Exercise: Give all of the records again. Match them exactly.
--- Information given ---
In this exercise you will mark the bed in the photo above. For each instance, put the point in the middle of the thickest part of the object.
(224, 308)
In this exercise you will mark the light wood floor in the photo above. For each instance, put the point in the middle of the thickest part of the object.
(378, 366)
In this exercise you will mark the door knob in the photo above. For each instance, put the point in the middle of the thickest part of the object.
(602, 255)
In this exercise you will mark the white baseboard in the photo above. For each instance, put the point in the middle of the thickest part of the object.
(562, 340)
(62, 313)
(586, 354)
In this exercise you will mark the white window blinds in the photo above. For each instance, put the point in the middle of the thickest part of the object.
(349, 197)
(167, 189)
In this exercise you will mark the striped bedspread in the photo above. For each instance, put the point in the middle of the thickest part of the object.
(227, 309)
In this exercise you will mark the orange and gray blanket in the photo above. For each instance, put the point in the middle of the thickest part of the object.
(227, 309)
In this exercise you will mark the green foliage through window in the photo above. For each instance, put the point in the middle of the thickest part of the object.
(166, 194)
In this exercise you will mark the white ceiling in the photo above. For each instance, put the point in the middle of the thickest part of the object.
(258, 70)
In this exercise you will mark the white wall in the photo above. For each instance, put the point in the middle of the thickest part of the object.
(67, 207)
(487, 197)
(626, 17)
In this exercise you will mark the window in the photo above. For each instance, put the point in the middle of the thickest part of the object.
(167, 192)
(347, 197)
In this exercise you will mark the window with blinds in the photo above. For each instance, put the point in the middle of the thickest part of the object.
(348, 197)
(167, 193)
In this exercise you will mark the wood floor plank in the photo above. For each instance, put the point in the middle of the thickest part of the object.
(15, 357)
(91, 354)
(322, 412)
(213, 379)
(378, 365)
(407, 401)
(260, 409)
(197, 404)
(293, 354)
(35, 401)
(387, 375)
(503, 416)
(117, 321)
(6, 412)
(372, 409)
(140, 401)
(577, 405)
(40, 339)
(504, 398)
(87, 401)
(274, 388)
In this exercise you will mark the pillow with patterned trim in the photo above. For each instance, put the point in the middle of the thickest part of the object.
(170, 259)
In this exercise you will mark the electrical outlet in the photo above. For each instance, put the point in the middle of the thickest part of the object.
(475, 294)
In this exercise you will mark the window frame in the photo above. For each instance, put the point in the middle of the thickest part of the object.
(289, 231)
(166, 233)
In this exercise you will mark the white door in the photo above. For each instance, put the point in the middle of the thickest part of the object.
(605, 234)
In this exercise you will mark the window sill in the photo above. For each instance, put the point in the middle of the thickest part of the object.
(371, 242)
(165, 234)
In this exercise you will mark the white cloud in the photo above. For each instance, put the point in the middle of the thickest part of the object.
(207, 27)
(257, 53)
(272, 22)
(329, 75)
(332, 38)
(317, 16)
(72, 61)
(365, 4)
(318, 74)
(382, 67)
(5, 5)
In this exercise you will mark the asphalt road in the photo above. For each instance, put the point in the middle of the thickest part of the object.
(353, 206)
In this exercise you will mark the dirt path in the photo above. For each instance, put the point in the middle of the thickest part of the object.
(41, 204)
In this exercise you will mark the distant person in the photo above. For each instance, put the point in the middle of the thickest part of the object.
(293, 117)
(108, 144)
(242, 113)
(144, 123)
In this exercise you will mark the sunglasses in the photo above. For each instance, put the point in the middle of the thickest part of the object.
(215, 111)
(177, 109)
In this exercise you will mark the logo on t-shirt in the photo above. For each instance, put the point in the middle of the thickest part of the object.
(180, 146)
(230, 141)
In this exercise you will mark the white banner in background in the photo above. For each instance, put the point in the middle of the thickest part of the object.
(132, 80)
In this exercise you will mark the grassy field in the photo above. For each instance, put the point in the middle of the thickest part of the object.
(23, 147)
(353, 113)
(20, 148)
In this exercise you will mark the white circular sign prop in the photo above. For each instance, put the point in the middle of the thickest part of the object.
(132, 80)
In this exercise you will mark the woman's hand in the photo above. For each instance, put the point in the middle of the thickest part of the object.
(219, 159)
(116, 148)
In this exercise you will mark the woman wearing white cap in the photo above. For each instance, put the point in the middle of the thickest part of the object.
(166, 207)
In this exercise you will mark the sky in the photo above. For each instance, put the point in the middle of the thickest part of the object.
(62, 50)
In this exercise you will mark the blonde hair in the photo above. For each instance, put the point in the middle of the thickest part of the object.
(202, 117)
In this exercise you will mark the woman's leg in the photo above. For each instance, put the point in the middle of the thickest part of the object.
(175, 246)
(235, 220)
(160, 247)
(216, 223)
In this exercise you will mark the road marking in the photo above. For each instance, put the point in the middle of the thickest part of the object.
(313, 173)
---
Exercise solution:
In this exercise you will mark the bed in the photo above. For each instance, put the point in the middle of the thickest part of the object.
(224, 308)
In this exercise you will mark the light wood floor in the photo above. For each instance, put the point in the middle of the thickest part of the object.
(378, 366)
In this exercise you will mark the door knob in the photo above. For each instance, put the point in the middle of the thickest part of the object.
(602, 255)
In this exercise you will mark the white baseboard in the photo above. For each instance, put the point in the middle of the thickest part of the object.
(562, 340)
(62, 313)
(586, 354)
In this exercise you will mark the white window blinds in the photo above. For each instance, put the point in the middle of the thickest part of the object.
(349, 197)
(167, 189)
In this exercise you will mark the striped bedspread in the photo above. For each instance, put the point in the middle of the thickest part of the object.
(227, 309)
In this exercise you will mark the orange and gray blanket in the photo above. For each instance, put the point in the middle of the thickest part of the object.
(227, 309)
In this exercise you will mark the green foliage through window in the photo above. For each instance, put the point in the middle of the thickest part of the object.
(166, 194)
In this exercise you will mark the white ceiling in the photo above. For each instance, put the point in the middle of the thickest part of the object.
(258, 70)
In this exercise you will mark the white wall in the photo above. For each instance, put the point in the middle of the thickest part of the object.
(67, 207)
(487, 197)
(626, 17)
In this exercise you will mark the window in the photo above. For each instance, put the point in the middle of the thickest part of the object.
(167, 192)
(347, 197)
In this exercise you will mark the window with blinds in the photo above. For each instance, put the point in the middle of the thickest part of the object.
(348, 197)
(167, 193)
In this exercise you will mark the wood floor plank in the photo above. For each instance, put the point in the middle of the thickest part of the object.
(15, 357)
(91, 354)
(322, 412)
(213, 379)
(378, 365)
(407, 401)
(260, 409)
(197, 404)
(293, 354)
(35, 401)
(387, 375)
(503, 416)
(117, 321)
(6, 412)
(372, 409)
(140, 401)
(577, 405)
(40, 339)
(504, 398)
(87, 401)
(274, 388)
In this exercise you will mark the pillow with patterned trim in the photo above. For each instance, put the point in the middle of the thickest part of the object.
(170, 259)
In this exercise you will mark the electrical outlet in the photo above. For each instance, put the point in the middle of the thickest part of the object.
(475, 294)
In this exercise you will mark the window frame in the photo above. For each instance, put the point in the middle of the thickest part of the object.
(289, 231)
(166, 233)
In this exercise you will mark the white door in the photo above. For each instance, put the point in the middle of the thickest part of the object.
(605, 234)
In this exercise you will mark the window sill in the photo above. For each instance, put the point in the middle of the thickest part of the object.
(371, 242)
(165, 234)
In this exercise you will mark the white cloud in the photo above. For each instance, put the point in the middle of the thickest part of the object.
(207, 27)
(257, 53)
(272, 22)
(329, 75)
(332, 38)
(317, 16)
(72, 61)
(365, 4)
(318, 74)
(382, 67)
(5, 5)
In this exercise you will mark the asphalt road in the photo above. For each instance, put the point in the middle of the thickest part of the object.
(353, 206)
In this exercise you will mark the dirt path in the photo above. For each instance, put the point in the middle of the thickest part of the object.
(41, 204)
In this exercise you will mark the distant person in the photo above. For each instance, put the point in the middle of the thickest part of the object.
(293, 117)
(108, 144)
(242, 113)
(144, 123)
In this exercise you will mark the sunglasses in the photo above. For each instance, put the point in the middle of the thickest part of the object.
(215, 111)
(177, 109)
In this exercise you will mark the logo on t-shirt in the photo above. For each instance, put the point in the middle of the thickest part of the object.
(180, 146)
(230, 141)
In this exercise you will mark the white banner in background in the photo above. For each instance, put the point in the middle of the thickest part of the object.
(132, 80)
In this exercise you will mark the grassy field in the photo above. For each instance, put the point in the middle of the thickest part of the object.
(23, 147)
(353, 113)
(20, 148)
In this exercise you will mark the white circular sign prop in the photo above. For each instance, put the point in the middle of the thickest part of the object.
(132, 80)
In this exercise you will mark the woman's hand in the photo above. For each instance, put the point in the middle of the thickest part of the object.
(219, 159)
(116, 148)
In this exercise you will mark the woman wearing white cap in the photo above. For each instance, put the point in the middle of the thickest part of the object.
(166, 207)
In this exercise you will mark the sky in the photo above. For each instance, put the point in the middle of the thickest part of the object.
(62, 50)
In this exercise you will mark the blonde hair in the photo above. For each instance, put the point in the middle of the thickest part of the object.
(202, 117)
In this exercise you will mark the woman's leg in the photo above. For each instance, put the point in the middle of the thickest part of the object.
(175, 246)
(235, 220)
(160, 247)
(216, 223)
In this exercise you will mark the road marking in the photo above. For each instance, put the point in the middle of the thickest part of the object.
(313, 173)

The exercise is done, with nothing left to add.